_REQUIREMENT_:
Without the pictures, return each record as it appears.

(Items from a labeling collection)
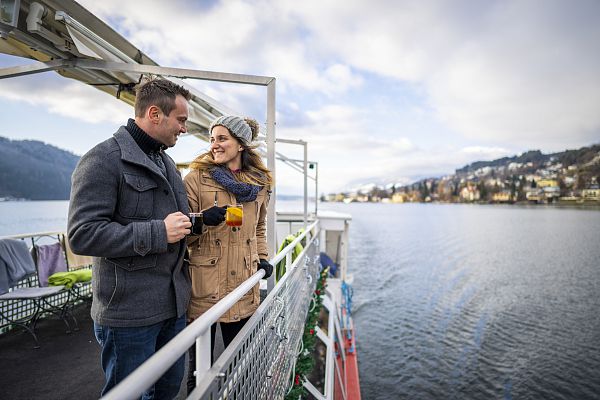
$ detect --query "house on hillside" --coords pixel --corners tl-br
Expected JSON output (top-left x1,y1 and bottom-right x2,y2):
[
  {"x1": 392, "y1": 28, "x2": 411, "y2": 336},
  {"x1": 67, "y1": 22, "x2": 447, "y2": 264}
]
[{"x1": 460, "y1": 184, "x2": 481, "y2": 202}]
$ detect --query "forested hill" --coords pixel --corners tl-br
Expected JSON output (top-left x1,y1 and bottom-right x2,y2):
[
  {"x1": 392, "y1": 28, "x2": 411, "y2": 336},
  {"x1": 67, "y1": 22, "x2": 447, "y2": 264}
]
[
  {"x1": 0, "y1": 137, "x2": 79, "y2": 200},
  {"x1": 456, "y1": 144, "x2": 600, "y2": 175}
]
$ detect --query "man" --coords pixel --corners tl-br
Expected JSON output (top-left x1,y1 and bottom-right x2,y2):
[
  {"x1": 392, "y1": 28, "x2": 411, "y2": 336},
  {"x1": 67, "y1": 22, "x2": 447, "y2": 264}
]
[{"x1": 68, "y1": 79, "x2": 191, "y2": 399}]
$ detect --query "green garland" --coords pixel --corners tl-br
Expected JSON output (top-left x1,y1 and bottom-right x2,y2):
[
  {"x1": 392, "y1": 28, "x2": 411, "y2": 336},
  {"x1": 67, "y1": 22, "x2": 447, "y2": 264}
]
[{"x1": 285, "y1": 268, "x2": 329, "y2": 400}]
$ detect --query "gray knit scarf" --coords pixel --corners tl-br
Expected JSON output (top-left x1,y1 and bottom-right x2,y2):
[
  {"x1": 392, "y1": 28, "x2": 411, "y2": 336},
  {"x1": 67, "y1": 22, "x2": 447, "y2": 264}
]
[{"x1": 210, "y1": 167, "x2": 262, "y2": 203}]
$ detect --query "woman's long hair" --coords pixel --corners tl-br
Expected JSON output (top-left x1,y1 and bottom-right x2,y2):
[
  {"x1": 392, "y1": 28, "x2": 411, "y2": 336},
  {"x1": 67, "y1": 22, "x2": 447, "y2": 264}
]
[{"x1": 190, "y1": 118, "x2": 273, "y2": 187}]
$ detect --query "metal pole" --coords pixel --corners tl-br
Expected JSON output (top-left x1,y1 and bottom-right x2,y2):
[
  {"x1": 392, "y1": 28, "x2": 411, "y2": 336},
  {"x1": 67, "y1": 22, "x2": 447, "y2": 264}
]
[
  {"x1": 267, "y1": 78, "x2": 277, "y2": 293},
  {"x1": 195, "y1": 329, "x2": 212, "y2": 386},
  {"x1": 314, "y1": 163, "x2": 319, "y2": 219},
  {"x1": 302, "y1": 142, "x2": 308, "y2": 230}
]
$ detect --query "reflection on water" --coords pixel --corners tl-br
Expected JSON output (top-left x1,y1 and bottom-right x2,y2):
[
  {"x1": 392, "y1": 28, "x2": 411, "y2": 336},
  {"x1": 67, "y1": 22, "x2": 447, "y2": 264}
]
[
  {"x1": 323, "y1": 204, "x2": 600, "y2": 399},
  {"x1": 0, "y1": 201, "x2": 69, "y2": 236}
]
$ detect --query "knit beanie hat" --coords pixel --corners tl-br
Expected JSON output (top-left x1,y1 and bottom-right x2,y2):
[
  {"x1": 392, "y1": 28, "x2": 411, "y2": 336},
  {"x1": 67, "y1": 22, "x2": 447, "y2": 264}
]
[{"x1": 208, "y1": 115, "x2": 256, "y2": 146}]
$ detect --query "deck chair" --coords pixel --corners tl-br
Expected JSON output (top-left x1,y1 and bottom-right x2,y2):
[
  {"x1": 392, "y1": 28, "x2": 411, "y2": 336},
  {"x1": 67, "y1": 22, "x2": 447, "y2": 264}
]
[
  {"x1": 62, "y1": 236, "x2": 94, "y2": 301},
  {"x1": 0, "y1": 239, "x2": 78, "y2": 348}
]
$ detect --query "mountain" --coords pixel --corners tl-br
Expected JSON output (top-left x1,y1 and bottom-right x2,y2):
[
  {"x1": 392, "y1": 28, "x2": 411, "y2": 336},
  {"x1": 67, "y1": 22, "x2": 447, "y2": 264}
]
[
  {"x1": 456, "y1": 144, "x2": 600, "y2": 175},
  {"x1": 0, "y1": 137, "x2": 79, "y2": 200}
]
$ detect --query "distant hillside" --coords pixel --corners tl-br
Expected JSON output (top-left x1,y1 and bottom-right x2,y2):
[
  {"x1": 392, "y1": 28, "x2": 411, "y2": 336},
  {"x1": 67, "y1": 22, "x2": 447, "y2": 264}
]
[
  {"x1": 456, "y1": 144, "x2": 600, "y2": 175},
  {"x1": 0, "y1": 137, "x2": 79, "y2": 200}
]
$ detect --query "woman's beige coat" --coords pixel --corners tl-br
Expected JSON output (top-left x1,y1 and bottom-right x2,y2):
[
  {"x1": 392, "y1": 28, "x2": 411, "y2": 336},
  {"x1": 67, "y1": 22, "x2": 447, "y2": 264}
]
[{"x1": 184, "y1": 170, "x2": 270, "y2": 322}]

_WRITTEN SOLUTION_:
$ detect --query "house on hillside" --coords pixel --corners tl-br
Expected JSON output (top-left x1,y1 and bottom-right x2,y2):
[
  {"x1": 392, "y1": 28, "x2": 411, "y2": 336},
  {"x1": 67, "y1": 22, "x2": 447, "y2": 264}
]
[{"x1": 460, "y1": 184, "x2": 481, "y2": 202}]
$ detect --query "forested hill" --coords pixel --corners tl-br
Expected JSON output (top-left x1,y1 and bottom-right x2,y2):
[
  {"x1": 392, "y1": 28, "x2": 411, "y2": 336},
  {"x1": 67, "y1": 22, "x2": 447, "y2": 264}
]
[
  {"x1": 0, "y1": 137, "x2": 79, "y2": 200},
  {"x1": 456, "y1": 144, "x2": 600, "y2": 175}
]
$ detect --query "man" --coords pixel --corners tl-br
Expected JSON output (top-left x1,y1 and bottom-right x2,y2):
[
  {"x1": 392, "y1": 28, "x2": 411, "y2": 336},
  {"x1": 67, "y1": 22, "x2": 447, "y2": 264}
]
[{"x1": 68, "y1": 79, "x2": 191, "y2": 399}]
$ detect --query "green garland" --coords pixel --corners tl-br
Expected JSON output (top-left x1,y1 and bottom-right x2,y2):
[
  {"x1": 392, "y1": 28, "x2": 411, "y2": 336},
  {"x1": 67, "y1": 22, "x2": 447, "y2": 264}
]
[{"x1": 285, "y1": 268, "x2": 329, "y2": 400}]
$ detect --query "gray knit scarf" --coords pixel --corners tl-br
Expected JSON output (top-left x1,y1 and bottom-right x2,y2):
[
  {"x1": 392, "y1": 28, "x2": 411, "y2": 336},
  {"x1": 67, "y1": 22, "x2": 447, "y2": 264}
]
[{"x1": 210, "y1": 167, "x2": 262, "y2": 203}]
$ detect --query "woman's long hair" --coords pixel --corners tl-br
Expected JSON output (top-left x1,y1 and bottom-right x2,y2):
[
  {"x1": 392, "y1": 28, "x2": 411, "y2": 336},
  {"x1": 67, "y1": 22, "x2": 447, "y2": 264}
]
[{"x1": 190, "y1": 118, "x2": 273, "y2": 187}]
$ detect --query "metal pole" --coords pixel --corners tl-br
Expected JSON output (top-left x1,y1 and bottom-right x2,y2):
[
  {"x1": 392, "y1": 28, "x2": 411, "y2": 336},
  {"x1": 67, "y1": 22, "x2": 447, "y2": 264}
]
[
  {"x1": 267, "y1": 78, "x2": 277, "y2": 293},
  {"x1": 195, "y1": 329, "x2": 212, "y2": 386},
  {"x1": 314, "y1": 163, "x2": 319, "y2": 219},
  {"x1": 302, "y1": 142, "x2": 308, "y2": 230}
]
$ detect --query "reflection on water" --coords pixel --corners tl-br
Expected JSON output (top-left x1,y1 and bottom-right x2,y2):
[
  {"x1": 392, "y1": 28, "x2": 411, "y2": 336},
  {"x1": 67, "y1": 22, "x2": 447, "y2": 264}
]
[
  {"x1": 323, "y1": 204, "x2": 600, "y2": 399},
  {"x1": 0, "y1": 201, "x2": 69, "y2": 236}
]
$ detect --query "knit beanie hat" --coords pixel --corners tl-br
Expected JSON output (top-left x1,y1 and bottom-right x2,y2):
[
  {"x1": 392, "y1": 28, "x2": 411, "y2": 336},
  {"x1": 67, "y1": 22, "x2": 447, "y2": 264}
]
[{"x1": 208, "y1": 115, "x2": 256, "y2": 146}]
$ detect --query "deck chair" --coords pixel --corners tl-br
Expected JSON output (top-left x1,y1 and bottom-right x2,y2):
[
  {"x1": 392, "y1": 28, "x2": 411, "y2": 336},
  {"x1": 67, "y1": 22, "x2": 447, "y2": 264}
]
[
  {"x1": 62, "y1": 236, "x2": 94, "y2": 301},
  {"x1": 0, "y1": 239, "x2": 78, "y2": 348}
]
$ detect --query "mountain" --coords pixel --corners tl-br
Expected JSON output (top-left x1,y1 and bottom-right x2,y2):
[
  {"x1": 392, "y1": 28, "x2": 411, "y2": 336},
  {"x1": 67, "y1": 22, "x2": 447, "y2": 264}
]
[
  {"x1": 456, "y1": 144, "x2": 600, "y2": 175},
  {"x1": 0, "y1": 137, "x2": 79, "y2": 200}
]
$ detect --query "distant hillside" --coords pixel --corners tl-br
Expected JSON output (top-left x1,y1 and bottom-right x2,y2):
[
  {"x1": 392, "y1": 28, "x2": 411, "y2": 336},
  {"x1": 67, "y1": 22, "x2": 447, "y2": 264}
]
[
  {"x1": 456, "y1": 144, "x2": 600, "y2": 175},
  {"x1": 0, "y1": 137, "x2": 79, "y2": 200}
]
$ detect --query "woman's beige coat" --coords pixel --corners tl-br
Expected JSON output (top-left x1,y1 and bottom-right x2,y2):
[
  {"x1": 392, "y1": 28, "x2": 411, "y2": 336},
  {"x1": 67, "y1": 22, "x2": 447, "y2": 264}
]
[{"x1": 184, "y1": 170, "x2": 270, "y2": 322}]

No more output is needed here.